Stated problem: Would you extract the whole listing below and retype it exactly?

--*--

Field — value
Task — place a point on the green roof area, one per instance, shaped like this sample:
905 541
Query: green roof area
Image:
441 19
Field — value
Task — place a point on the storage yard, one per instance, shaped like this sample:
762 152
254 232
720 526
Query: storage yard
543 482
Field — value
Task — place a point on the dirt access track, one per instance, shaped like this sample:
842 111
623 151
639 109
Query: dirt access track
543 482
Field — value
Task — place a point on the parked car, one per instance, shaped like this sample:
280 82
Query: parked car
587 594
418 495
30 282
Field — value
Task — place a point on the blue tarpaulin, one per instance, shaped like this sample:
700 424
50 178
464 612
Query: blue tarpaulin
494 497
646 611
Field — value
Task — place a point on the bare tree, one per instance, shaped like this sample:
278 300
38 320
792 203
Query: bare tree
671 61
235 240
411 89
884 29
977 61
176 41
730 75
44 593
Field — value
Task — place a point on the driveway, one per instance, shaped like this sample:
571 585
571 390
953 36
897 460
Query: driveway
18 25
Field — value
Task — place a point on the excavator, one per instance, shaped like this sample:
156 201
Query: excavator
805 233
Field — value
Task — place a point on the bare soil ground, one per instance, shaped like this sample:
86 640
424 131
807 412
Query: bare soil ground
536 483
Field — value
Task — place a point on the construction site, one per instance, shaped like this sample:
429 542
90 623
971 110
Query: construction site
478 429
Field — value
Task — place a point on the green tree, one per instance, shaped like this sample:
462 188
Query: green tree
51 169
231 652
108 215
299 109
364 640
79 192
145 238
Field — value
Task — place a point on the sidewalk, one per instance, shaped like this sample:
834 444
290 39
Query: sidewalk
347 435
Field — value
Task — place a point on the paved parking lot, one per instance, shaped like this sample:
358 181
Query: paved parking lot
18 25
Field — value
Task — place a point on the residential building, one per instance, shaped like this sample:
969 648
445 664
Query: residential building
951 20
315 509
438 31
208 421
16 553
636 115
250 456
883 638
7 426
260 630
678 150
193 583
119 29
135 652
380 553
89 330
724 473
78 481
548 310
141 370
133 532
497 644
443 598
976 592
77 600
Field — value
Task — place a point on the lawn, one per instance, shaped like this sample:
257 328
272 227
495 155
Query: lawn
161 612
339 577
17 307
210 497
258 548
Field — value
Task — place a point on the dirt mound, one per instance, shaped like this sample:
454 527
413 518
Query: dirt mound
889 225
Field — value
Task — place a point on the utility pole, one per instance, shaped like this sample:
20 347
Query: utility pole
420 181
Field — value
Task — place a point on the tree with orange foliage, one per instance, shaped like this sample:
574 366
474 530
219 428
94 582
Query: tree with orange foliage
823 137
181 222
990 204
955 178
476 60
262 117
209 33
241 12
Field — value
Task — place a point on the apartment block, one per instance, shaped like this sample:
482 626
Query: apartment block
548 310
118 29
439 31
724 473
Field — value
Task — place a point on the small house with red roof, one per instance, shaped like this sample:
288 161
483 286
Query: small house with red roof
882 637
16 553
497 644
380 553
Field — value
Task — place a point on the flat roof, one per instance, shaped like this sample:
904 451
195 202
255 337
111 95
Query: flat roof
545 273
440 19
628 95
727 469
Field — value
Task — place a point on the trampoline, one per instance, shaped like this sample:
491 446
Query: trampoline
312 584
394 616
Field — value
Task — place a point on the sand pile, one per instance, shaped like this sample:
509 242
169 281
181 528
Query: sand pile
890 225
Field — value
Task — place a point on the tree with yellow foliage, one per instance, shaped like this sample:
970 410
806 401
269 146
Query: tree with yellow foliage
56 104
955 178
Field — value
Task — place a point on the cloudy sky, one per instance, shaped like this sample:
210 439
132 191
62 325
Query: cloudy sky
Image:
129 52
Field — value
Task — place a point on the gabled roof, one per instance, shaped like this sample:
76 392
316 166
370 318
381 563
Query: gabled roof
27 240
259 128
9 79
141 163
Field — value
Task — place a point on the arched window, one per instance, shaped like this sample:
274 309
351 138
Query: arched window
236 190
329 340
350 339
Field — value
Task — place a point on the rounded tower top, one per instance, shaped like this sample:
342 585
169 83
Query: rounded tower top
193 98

--*--

Answer to this exercise:
Field — value
Task — place a point on the green roof area, one per instance, shaped like this sample:
905 541
Query: green roof area
Image:
441 19
Field — value
Task — place a point on the storage yard, one per instance, shaped like this sample:
762 152
254 232
720 526
Query: storage yard
543 482
Field — value
Task — place a point on the dirt access track, one per instance, shaped like this sample:
842 111
623 151
639 109
Query: dirt access track
543 482
Field — value
Task — place a point on the parked car, one per instance, shaped like this sample:
280 82
Query: parked car
587 594
418 495
30 282
Field — value
Task — place a point on the blue tarpaulin, one per instance, shaped like this sample:
700 424
50 178
464 612
Query: blue tarpaulin
494 497
646 611
Field — value
Task — place a point on the bare tree, one per instance, shaped like this sample:
278 300
38 320
792 203
Query: bare tree
671 61
235 240
411 89
884 29
977 61
176 41
730 75
44 593
Field — value
Task — place a point on the driveway, one per instance, shaped like this sample:
571 585
571 390
953 36
897 460
Query: driveway
18 25
Field — value
Task — place a point on the excavator, one per instance, shaped like this sample:
156 201
Query: excavator
805 233
Field — value
Task — place a point on the bare soil ground, one per instance, shaped like this sample:
86 640
424 131
807 412
Query: bare soil ground
536 483
Field — value
Task — place a point on the construction site, one per instance, shaped like this sample:
429 542
90 623
971 110
Query: construction site
478 429
Field — value
Task — place a point on the green tree, one per instance, shaped like this sample:
462 188
Query: green tree
51 169
231 652
108 215
299 109
364 640
79 192
145 238
Field — value
Task — place a point on the sidewalk, one per instance, shaped like this sample:
834 444
290 39
Query: sidewalk
347 435
Field — value
Task — place a point on the paved parking lot, one per instance, shaped like this sample:
358 181
Query: paved parking lot
18 25
Field — value
Task — place a point on the residential building, one per instance, shaped like this sample:
969 648
445 664
Query: residential building
951 20
315 509
438 31
208 421
16 553
636 115
250 456
883 638
7 426
260 630
678 150
193 583
119 29
135 652
380 553
89 330
724 473
78 481
548 310
141 370
133 532
497 644
443 598
976 592
77 600
Field — value
Task — place a point on the lawn, one per instance, shaped like this sample:
257 328
272 227
495 155
Query: lawn
161 612
339 577
17 307
210 497
258 548
Field — value
Task — place a point on the dirt mound, one per instance, shaped like this sample:
454 527
413 518
Query: dirt mound
889 225
Field — value
Task — place a point on the utility pole, one per instance, shaped like this sample:
20 347
Query: utility pole
420 181
Field — value
Task — place a point on the tree with orange foliage, one per instance, shaped like this sample:
574 366
474 530
219 428
94 582
Query: tree with orange foliage
823 137
181 222
990 204
955 178
476 60
262 117
209 33
241 12
Field — value
Task — place a point on the apartment block, one per instance, shaped like this sample:
482 626
Query: apartment block
548 310
118 29
439 31
724 473
Field — value
Task — place a point on the small house with red roof, one per instance, shaped like this sample:
288 161
483 286
Query: small house with red roof
882 637
16 553
497 644
380 553
Field — value
Task — place a point on the flat roof, one per instance, shaped like this sample:
904 451
195 202
255 337
111 95
Query: flat roof
545 273
440 19
628 95
727 469
Field — value
Task — place a point on the trampoline, one per instance, shaped like this sample:
491 446
Query: trampoline
312 584
394 616
Field — value
Task — place a point on the sand pile, one per instance, shaped like this sample:
509 242
169 281
181 528
Query: sand pile
890 225
Field — value
Task — place a point on the tree with yellow foliage, one per instance, shaped like this sample:
970 410
806 401
269 146
Query: tree with yellow foliage
56 104
955 178
Field — value
Task — place a point on the cloudy sky, one per instance, shaped like this sample:
210 439
132 191
62 325
Query: cloudy sky
Image:
129 52
Field — value
Task — place a point on the gabled roof, one per instance, shaped like this sample:
76 392
316 166
370 318
381 563
Query: gabled roof
27 240
259 128
9 79
141 163
Field — value
Task — place a point on the arched window, one per instance, shaped like this sample:
274 309
351 138
Query: arched window
236 190
329 340
350 339
Field — value
Task — place a point on the rounded tower top, one per instance, shaped like this sample:
342 585
169 83
Query: rounded tower top
193 98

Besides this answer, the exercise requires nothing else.